▶ _INPUT DATA_
-- Start --
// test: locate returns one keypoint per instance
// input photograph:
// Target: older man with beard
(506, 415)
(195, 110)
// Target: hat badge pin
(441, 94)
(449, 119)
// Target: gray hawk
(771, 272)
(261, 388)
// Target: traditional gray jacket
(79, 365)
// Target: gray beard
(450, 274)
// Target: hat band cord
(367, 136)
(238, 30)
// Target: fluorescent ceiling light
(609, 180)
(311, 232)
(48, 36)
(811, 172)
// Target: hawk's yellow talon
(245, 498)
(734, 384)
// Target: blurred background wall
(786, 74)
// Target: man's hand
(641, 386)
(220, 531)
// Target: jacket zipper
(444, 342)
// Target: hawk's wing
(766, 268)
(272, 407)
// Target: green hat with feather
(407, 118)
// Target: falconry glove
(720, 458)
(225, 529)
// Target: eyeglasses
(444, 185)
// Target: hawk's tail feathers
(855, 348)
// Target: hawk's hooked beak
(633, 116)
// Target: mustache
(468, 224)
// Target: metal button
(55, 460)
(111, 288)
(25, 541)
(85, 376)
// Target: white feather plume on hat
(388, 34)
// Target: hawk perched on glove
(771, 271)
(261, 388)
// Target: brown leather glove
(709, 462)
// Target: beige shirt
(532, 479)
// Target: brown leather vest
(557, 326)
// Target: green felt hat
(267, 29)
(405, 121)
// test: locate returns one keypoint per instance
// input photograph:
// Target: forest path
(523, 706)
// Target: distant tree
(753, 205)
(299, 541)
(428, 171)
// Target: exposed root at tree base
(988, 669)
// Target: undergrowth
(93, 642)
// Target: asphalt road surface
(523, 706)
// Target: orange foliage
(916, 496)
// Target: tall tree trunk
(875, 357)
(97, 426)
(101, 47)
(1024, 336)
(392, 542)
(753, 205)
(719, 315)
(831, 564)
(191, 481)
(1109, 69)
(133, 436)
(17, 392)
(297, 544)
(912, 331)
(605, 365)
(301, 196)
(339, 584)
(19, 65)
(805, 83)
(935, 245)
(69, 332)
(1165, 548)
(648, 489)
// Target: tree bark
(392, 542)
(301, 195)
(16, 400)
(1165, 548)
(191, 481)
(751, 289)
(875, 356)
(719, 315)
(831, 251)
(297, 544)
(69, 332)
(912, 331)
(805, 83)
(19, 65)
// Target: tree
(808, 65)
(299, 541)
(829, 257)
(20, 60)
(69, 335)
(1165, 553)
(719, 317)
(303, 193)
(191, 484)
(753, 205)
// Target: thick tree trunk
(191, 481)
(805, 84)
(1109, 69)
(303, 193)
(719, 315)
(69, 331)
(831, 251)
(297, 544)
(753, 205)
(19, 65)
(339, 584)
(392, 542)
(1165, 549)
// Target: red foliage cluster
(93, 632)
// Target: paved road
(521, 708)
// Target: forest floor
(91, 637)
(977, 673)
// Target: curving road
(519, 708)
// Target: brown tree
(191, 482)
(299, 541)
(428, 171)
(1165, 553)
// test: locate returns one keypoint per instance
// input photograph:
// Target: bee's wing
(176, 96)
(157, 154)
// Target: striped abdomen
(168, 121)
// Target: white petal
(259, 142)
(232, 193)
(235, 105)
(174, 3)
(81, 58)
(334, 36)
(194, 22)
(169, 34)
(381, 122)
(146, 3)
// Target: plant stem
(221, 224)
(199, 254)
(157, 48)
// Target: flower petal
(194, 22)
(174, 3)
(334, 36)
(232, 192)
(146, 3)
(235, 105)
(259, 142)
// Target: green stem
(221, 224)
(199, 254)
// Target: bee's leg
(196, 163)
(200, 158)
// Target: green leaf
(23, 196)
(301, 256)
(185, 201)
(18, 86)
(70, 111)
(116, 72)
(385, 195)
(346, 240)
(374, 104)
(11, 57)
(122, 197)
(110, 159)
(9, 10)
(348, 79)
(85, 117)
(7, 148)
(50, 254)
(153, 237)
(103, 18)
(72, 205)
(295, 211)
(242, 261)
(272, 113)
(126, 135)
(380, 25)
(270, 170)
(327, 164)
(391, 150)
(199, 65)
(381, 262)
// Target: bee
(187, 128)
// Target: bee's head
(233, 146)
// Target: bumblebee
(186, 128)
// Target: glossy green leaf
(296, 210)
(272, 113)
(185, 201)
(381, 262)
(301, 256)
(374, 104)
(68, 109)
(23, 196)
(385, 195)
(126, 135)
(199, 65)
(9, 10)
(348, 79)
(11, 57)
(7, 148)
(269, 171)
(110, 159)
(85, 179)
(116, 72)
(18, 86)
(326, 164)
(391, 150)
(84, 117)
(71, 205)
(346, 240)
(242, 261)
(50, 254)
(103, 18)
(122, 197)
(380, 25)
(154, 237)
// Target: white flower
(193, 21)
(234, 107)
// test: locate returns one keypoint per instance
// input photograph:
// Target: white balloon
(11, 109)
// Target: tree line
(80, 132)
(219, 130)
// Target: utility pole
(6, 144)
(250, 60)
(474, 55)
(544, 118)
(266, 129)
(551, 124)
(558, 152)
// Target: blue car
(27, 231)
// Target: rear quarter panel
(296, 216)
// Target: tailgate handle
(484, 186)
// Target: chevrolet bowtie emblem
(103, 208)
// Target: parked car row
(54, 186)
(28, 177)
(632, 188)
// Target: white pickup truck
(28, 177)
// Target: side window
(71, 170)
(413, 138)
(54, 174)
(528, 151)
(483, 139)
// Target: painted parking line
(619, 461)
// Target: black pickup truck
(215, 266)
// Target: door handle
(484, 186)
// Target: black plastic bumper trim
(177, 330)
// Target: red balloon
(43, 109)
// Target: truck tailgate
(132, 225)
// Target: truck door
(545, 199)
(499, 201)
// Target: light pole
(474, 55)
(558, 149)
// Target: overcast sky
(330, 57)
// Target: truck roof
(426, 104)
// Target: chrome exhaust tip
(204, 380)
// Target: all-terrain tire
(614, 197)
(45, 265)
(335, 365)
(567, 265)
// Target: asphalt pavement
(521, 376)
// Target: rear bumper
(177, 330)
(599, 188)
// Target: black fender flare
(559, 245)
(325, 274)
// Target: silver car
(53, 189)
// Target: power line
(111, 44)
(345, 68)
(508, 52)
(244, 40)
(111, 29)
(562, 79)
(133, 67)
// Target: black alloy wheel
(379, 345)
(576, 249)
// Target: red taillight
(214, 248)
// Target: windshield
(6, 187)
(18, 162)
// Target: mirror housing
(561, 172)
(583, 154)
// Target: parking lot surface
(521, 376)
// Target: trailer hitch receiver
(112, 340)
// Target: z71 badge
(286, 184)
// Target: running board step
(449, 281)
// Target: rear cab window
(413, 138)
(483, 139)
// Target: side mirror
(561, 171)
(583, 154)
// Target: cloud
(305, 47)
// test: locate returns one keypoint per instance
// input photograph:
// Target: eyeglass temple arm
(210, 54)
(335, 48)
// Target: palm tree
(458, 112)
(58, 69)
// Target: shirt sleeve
-- End --
▶ _STATED EXERCISE_
Exactly as shown, repeat every record.

▶ _SOLUTION TO THE PROBLEM_
// test: locate returns one keypoint per instance
// input photograph:
// Target: older man with beard
(506, 415)
(195, 110)
// Target: hat badge pin
(441, 94)
(449, 119)
// Target: gray hawk
(771, 272)
(261, 388)
// Target: traditional gray jacket
(79, 365)
// Target: gray beard
(450, 274)
// Target: hat band cord
(367, 136)
(238, 30)
// Target: fluorescent ceiling light
(609, 180)
(311, 232)
(48, 36)
(811, 172)
// Target: hawk's yellow talon
(245, 498)
(734, 384)
// Target: blurred background wall
(786, 74)
// Target: man's hand
(641, 386)
(220, 531)
// Target: jacket zipper
(444, 342)
// Target: hawk's wing
(766, 268)
(272, 407)
// Target: green hat with feather
(407, 118)
// Target: falconry glove
(720, 458)
(225, 529)
// Target: eyeglasses
(444, 185)
// Target: hawk's tail feathers
(855, 348)
// Target: hawk's hooked beak
(633, 116)
// Target: mustache
(468, 224)
// Target: metal button
(55, 460)
(111, 288)
(25, 541)
(85, 376)
// Target: white feather plume on hat
(388, 34)
// Target: hawk perched on glove
(771, 271)
(261, 388)
// Target: brown leather glove
(709, 462)
// Target: beige shirt
(532, 479)
// Target: brown leather vest
(557, 326)
// Target: green felt hat
(267, 29)
(405, 121)
// test: locate returns one keypoint per instance
// input photograph:
// Target: forest path
(523, 706)
// Target: distant tree
(753, 205)
(299, 541)
(428, 171)
// Target: exposed root at tree base
(988, 669)
// Target: undergrowth
(93, 642)
// Target: asphalt road surface
(523, 706)
// Target: orange foliage
(916, 496)
// Target: tall tree trunk
(875, 357)
(97, 426)
(101, 47)
(1024, 336)
(392, 542)
(753, 205)
(719, 315)
(831, 564)
(191, 481)
(1109, 69)
(133, 436)
(17, 392)
(297, 544)
(912, 331)
(605, 365)
(301, 196)
(339, 584)
(19, 65)
(805, 83)
(935, 245)
(69, 332)
(1165, 548)
(648, 489)
// Target: tree bark
(392, 542)
(301, 195)
(16, 400)
(1165, 548)
(191, 481)
(751, 289)
(875, 356)
(719, 315)
(831, 251)
(297, 544)
(69, 332)
(912, 331)
(805, 83)
(19, 65)
// Target: tree
(808, 65)
(299, 541)
(829, 257)
(20, 60)
(69, 335)
(1165, 553)
(719, 317)
(303, 193)
(191, 484)
(753, 205)
// Target: thick tree trunk
(191, 481)
(805, 84)
(1109, 69)
(303, 193)
(719, 315)
(69, 331)
(831, 251)
(297, 544)
(753, 205)
(19, 65)
(339, 584)
(392, 542)
(1165, 549)
// Target: red foliage cluster
(93, 632)
// Target: paved road
(521, 708)
// Target: forest floor
(91, 637)
(977, 673)
// Target: curving road
(519, 708)
// Target: brown tree
(191, 482)
(299, 541)
(428, 171)
(1165, 553)
// test: locate returns one keypoint per instance
// input photograph:
// Target: bee's wing
(176, 96)
(157, 154)
// Target: striped abdomen
(168, 121)
// Target: white petal
(259, 142)
(232, 193)
(235, 105)
(174, 3)
(81, 58)
(334, 36)
(194, 22)
(169, 34)
(381, 122)
(146, 3)
// Target: plant stem
(221, 224)
(199, 254)
(157, 48)
// Target: flower petal
(194, 22)
(174, 3)
(334, 36)
(232, 192)
(146, 3)
(235, 105)
(259, 142)
// Target: green stem
(221, 224)
(199, 254)
// Target: bee's leg
(196, 163)
(200, 158)
// Target: green leaf
(23, 196)
(301, 256)
(185, 201)
(18, 86)
(70, 111)
(116, 72)
(385, 195)
(346, 240)
(374, 104)
(11, 57)
(122, 197)
(110, 159)
(9, 10)
(348, 79)
(85, 117)
(7, 148)
(50, 254)
(153, 237)
(103, 18)
(72, 205)
(295, 211)
(242, 261)
(272, 113)
(126, 135)
(380, 25)
(270, 170)
(327, 164)
(391, 150)
(199, 65)
(381, 262)
// Target: bee
(187, 128)
// Target: bee's head
(233, 146)
// Target: bumblebee
(186, 128)
// Target: glossy green leaf
(296, 210)
(272, 113)
(185, 201)
(381, 262)
(301, 256)
(374, 104)
(68, 109)
(23, 196)
(385, 195)
(126, 135)
(199, 65)
(9, 10)
(348, 79)
(11, 57)
(7, 148)
(269, 171)
(110, 159)
(85, 179)
(116, 72)
(18, 86)
(326, 164)
(391, 150)
(84, 117)
(71, 205)
(346, 240)
(242, 261)
(50, 254)
(103, 18)
(122, 197)
(380, 25)
(154, 237)
// Target: white flower
(193, 21)
(234, 107)
// test: locate returns one keypoint per instance
// input photograph:
// Target: white balloon
(11, 109)
// Target: tree line
(80, 132)
(219, 130)
// Target: utility pole
(6, 144)
(250, 60)
(474, 55)
(544, 118)
(266, 129)
(551, 124)
(558, 152)
// Target: blue car
(27, 231)
// Target: rear quarter panel
(296, 216)
// Target: tailgate handle
(484, 186)
// Target: chevrolet bowtie emblem
(103, 208)
// Target: parked car row
(54, 186)
(28, 177)
(632, 188)
// Target: white pickup truck
(28, 177)
// Target: side window
(71, 170)
(413, 138)
(54, 174)
(528, 151)
(483, 139)
// Target: painted parking line
(619, 461)
// Target: black pickup truck
(215, 266)
// Target: door handle
(484, 186)
// Target: black plastic bumper trim
(177, 330)
// Target: red balloon
(43, 109)
// Target: truck tailgate
(132, 225)
// Target: truck door
(545, 199)
(499, 201)
// Target: light pole
(474, 55)
(558, 149)
// Target: overcast sky
(330, 57)
// Target: truck roof
(426, 104)
// Target: chrome exhaust tip
(204, 380)
// Target: all-terrain tire
(614, 197)
(45, 265)
(335, 365)
(567, 265)
// Target: asphalt pavement
(521, 376)
// Target: rear bumper
(177, 330)
(599, 188)
// Target: black fender flare
(559, 245)
(325, 274)
// Target: silver car
(53, 189)
// Target: power line
(111, 44)
(345, 68)
(508, 52)
(244, 40)
(111, 29)
(562, 79)
(133, 67)
// Target: black alloy wheel
(379, 345)
(576, 249)
// Target: red taillight
(214, 248)
// Target: windshield
(6, 187)
(18, 162)
// Target: mirror housing
(561, 172)
(583, 154)
// Target: parking lot surface
(521, 376)
// Target: trailer hitch receiver
(112, 340)
// Target: z71 badge
(286, 184)
// Target: running board step
(449, 281)
// Target: rear cab window
(413, 138)
(483, 139)
// Target: side mirror
(561, 171)
(583, 154)
// Target: cloud
(305, 47)
// test: locate returns one keypoint per instance
// input photograph:
// Target: eyeglass temple arm
(210, 54)
(335, 48)
// Target: palm tree
(458, 112)
(58, 69)
// Target: shirt sleeve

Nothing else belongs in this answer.